Aufgabe –
Nennen Sie alle medizinischen Fachrichtungen, die im folgenden Text im Satz ab „Im Rahmen des Allergie Zentrums“ und in der Zeile mit „Univ.-Prof. Dr. Bernd Lamprecht“ genannt werden.

Text –
....

Therapiemöglichkeiten sind:
Im Rahmen des Allergie Zentrums bieten HNO und Pneumologie ihre gemeinsame und gut abgestimmte Unterstützung an, da obere und untere Atemwege häufig ähnliche Reaktionen zeigen und Entzündungen und Irritationen des einen Abschnitts meist auch den jeweils anderen Teil der Atemwege beeinflussen.
Univ.-Prof. Dr. Bernd Lamprecht, Vorstand der Universitätsklinik für Innere Medizin 4 - Pneumologie
Von Seite der Pathologie fließen über die histologische Bearbeitung bei der Operation gewonnenen Materials entscheidende Informationen ein. Zuerst steht natürlich der Ausschluss oder die genauere Einordnung einer bösartigen Erkrankung im Vordergrund, aber auch im Bereich der chronischen Entzündungen liefert die Histologie oft wertvolle Zusatzinformationen, welche die Therapie beeinflussen und somit den Patient/-innen helfen können. Nicht zuletzt die laufende Forschung in diesem Bereich ermöglichte erst die Entwicklung der verfügbaren Antikörpertherapie, welche für einen Teil der Patient/-innen eine wertvolle Alternative zu den bisherigen therapeutischen Möglichkeiten darstellt. Eine enge Kooperation zwischen Operateur und klinischem Pathologen ist daher unerlässlich
Wie in allen klinischen Disziplinen, so ist auch im Bereich der HNO-Medizin eine zunehmend differenziertere histomorphologische Befundung nicht nur bei Tumorerkrankungen, sondern auch bei entzündlichen Veränderungen notwendig. Eine solche liefert unseren klinischen Kolleg/-innen wertvolle Informationen, die je nach Situation auch weit über die reine Artdiagnose hinausgehen können. Falls durch zusätzliche Informationen, die im histopathologischen Befund enthalten sind, der Erfolg oder Misserfolg einer geplanten spezifischen Therapie vorhergesagt werden kann, hat auch dies – neben der eigentlichen Diagnose – unmittelbare Auswirkungen auf die Wahl der am besten geeigneten Therapie.

....

Angezeigte Einträge –
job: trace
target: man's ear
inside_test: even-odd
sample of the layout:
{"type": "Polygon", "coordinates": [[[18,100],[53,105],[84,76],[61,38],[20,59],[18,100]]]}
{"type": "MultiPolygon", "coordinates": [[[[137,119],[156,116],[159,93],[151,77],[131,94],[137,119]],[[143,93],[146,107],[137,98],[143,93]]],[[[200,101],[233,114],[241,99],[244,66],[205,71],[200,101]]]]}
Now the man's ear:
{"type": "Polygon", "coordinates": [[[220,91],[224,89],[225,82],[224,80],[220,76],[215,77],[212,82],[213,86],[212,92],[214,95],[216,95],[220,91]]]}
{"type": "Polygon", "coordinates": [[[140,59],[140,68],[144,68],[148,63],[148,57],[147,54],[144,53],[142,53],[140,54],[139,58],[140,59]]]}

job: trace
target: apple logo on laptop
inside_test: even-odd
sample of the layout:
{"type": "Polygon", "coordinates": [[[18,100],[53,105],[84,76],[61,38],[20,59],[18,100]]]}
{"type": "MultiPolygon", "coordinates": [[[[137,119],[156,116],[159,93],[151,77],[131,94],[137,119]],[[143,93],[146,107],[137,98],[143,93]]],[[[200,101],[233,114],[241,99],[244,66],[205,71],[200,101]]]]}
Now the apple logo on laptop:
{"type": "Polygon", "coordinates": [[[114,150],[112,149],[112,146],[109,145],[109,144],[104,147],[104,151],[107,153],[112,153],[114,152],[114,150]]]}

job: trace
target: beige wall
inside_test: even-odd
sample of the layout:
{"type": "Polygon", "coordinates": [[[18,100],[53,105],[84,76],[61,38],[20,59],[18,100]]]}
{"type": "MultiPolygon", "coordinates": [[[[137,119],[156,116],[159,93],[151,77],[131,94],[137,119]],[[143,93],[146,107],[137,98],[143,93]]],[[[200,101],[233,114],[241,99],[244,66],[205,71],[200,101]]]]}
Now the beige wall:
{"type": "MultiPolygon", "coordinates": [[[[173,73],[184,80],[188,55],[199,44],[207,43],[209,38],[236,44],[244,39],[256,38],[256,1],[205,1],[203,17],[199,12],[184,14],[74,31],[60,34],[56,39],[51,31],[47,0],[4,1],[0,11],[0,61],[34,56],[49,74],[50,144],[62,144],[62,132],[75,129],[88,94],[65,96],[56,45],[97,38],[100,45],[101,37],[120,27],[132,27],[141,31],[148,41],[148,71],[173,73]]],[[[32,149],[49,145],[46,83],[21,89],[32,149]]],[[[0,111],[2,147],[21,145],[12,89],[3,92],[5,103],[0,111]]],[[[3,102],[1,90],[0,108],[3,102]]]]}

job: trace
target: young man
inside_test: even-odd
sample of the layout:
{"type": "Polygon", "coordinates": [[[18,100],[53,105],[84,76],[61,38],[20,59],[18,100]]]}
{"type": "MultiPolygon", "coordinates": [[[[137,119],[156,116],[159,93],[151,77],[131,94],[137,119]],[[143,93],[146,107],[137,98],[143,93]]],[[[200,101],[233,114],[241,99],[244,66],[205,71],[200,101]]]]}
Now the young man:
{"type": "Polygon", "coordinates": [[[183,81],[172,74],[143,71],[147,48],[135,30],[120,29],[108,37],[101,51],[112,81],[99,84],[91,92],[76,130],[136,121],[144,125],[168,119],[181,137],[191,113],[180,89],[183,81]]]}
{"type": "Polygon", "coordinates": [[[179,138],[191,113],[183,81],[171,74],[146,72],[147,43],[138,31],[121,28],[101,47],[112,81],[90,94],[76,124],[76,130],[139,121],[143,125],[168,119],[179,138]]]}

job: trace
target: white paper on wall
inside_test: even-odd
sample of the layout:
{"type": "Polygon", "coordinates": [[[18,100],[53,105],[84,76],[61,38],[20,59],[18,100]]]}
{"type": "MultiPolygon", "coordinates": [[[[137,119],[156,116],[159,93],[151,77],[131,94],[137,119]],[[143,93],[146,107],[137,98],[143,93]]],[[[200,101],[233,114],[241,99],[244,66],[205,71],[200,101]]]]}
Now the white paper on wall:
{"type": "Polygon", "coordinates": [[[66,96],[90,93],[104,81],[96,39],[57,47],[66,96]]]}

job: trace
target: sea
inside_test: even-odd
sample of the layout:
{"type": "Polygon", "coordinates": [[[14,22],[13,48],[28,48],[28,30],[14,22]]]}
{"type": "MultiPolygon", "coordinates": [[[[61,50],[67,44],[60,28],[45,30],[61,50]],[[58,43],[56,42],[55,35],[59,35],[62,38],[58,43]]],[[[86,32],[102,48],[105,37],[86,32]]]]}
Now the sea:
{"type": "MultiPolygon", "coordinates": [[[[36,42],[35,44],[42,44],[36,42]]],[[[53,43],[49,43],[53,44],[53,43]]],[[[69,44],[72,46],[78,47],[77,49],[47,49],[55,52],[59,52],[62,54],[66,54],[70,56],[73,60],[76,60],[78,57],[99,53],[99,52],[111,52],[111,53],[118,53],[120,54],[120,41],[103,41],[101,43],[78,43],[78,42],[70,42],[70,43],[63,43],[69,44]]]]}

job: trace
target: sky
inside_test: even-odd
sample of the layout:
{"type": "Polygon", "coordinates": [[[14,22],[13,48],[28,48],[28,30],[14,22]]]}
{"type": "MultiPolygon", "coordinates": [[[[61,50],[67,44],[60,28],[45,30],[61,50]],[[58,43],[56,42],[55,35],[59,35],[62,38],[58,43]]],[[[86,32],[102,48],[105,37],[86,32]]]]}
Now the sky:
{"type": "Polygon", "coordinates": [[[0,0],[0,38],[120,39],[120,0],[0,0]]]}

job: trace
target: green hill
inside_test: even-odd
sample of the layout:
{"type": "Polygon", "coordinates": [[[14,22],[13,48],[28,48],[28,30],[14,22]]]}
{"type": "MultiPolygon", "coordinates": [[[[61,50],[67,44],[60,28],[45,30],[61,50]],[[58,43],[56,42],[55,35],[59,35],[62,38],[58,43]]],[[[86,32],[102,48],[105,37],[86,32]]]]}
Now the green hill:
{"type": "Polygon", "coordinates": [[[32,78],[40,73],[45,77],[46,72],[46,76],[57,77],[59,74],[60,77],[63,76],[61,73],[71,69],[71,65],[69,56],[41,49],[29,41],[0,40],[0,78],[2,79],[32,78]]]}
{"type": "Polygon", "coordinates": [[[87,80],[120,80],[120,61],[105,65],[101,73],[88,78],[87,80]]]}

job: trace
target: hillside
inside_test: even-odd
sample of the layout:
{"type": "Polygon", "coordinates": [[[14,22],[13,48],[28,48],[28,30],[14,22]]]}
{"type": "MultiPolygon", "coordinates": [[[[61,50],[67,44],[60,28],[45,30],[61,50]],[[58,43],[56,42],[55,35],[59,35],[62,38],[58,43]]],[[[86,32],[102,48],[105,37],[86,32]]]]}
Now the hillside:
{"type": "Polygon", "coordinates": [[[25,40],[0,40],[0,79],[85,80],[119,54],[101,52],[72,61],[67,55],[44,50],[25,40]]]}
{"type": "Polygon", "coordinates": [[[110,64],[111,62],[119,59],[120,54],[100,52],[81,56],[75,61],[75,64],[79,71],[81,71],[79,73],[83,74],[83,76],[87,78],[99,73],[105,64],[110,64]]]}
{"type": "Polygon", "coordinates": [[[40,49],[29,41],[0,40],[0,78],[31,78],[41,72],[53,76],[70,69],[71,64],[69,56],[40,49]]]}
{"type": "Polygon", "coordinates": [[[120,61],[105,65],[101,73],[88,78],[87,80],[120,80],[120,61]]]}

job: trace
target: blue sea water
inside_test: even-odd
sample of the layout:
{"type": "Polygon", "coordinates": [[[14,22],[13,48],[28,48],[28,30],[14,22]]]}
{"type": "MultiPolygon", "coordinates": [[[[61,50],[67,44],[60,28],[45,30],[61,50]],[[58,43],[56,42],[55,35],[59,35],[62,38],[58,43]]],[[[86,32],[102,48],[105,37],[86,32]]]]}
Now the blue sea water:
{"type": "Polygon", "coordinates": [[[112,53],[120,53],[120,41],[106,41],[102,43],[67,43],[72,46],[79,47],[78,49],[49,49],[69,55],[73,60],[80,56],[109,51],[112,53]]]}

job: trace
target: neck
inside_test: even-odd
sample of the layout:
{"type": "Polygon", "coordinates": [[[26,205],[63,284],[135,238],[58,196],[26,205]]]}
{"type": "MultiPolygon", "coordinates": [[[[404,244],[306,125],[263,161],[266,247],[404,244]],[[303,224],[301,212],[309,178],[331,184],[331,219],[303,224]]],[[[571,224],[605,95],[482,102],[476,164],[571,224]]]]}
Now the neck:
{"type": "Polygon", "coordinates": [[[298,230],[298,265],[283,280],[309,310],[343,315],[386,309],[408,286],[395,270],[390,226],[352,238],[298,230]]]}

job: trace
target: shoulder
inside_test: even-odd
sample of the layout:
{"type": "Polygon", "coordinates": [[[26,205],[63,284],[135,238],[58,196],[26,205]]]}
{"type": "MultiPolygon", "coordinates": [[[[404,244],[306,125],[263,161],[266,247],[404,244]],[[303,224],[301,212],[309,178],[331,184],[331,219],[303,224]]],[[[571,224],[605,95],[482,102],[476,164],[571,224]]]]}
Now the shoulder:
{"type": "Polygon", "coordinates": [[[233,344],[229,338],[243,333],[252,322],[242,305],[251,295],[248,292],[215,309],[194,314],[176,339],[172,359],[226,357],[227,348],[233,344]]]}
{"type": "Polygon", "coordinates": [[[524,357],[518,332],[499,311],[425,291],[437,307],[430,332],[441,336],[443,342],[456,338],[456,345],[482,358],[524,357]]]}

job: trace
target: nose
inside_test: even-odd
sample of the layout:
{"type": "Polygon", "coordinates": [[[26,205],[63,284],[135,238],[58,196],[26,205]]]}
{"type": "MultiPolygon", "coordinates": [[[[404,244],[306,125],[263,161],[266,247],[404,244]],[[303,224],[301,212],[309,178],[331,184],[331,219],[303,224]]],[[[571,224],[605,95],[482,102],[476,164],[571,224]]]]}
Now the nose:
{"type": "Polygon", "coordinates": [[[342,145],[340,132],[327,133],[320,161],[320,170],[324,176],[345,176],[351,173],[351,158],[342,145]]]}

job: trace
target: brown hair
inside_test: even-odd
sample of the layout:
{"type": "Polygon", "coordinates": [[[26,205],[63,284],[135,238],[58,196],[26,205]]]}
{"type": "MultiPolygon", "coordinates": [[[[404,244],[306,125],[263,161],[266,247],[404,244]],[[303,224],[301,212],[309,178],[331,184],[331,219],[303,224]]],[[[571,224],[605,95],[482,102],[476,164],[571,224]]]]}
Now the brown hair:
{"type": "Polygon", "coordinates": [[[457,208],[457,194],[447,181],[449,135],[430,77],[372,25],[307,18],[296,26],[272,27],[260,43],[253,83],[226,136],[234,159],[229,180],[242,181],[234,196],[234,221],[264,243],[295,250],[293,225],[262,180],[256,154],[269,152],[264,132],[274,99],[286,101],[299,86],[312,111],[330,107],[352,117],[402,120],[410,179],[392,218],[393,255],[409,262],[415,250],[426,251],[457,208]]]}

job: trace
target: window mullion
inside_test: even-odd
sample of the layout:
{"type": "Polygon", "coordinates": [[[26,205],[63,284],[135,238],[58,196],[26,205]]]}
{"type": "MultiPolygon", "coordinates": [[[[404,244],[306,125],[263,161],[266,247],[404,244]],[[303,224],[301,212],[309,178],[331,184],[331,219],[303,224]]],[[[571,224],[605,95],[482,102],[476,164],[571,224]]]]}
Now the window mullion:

....

Lösung –
- HNO
- Pneumologie
- Innere Medizin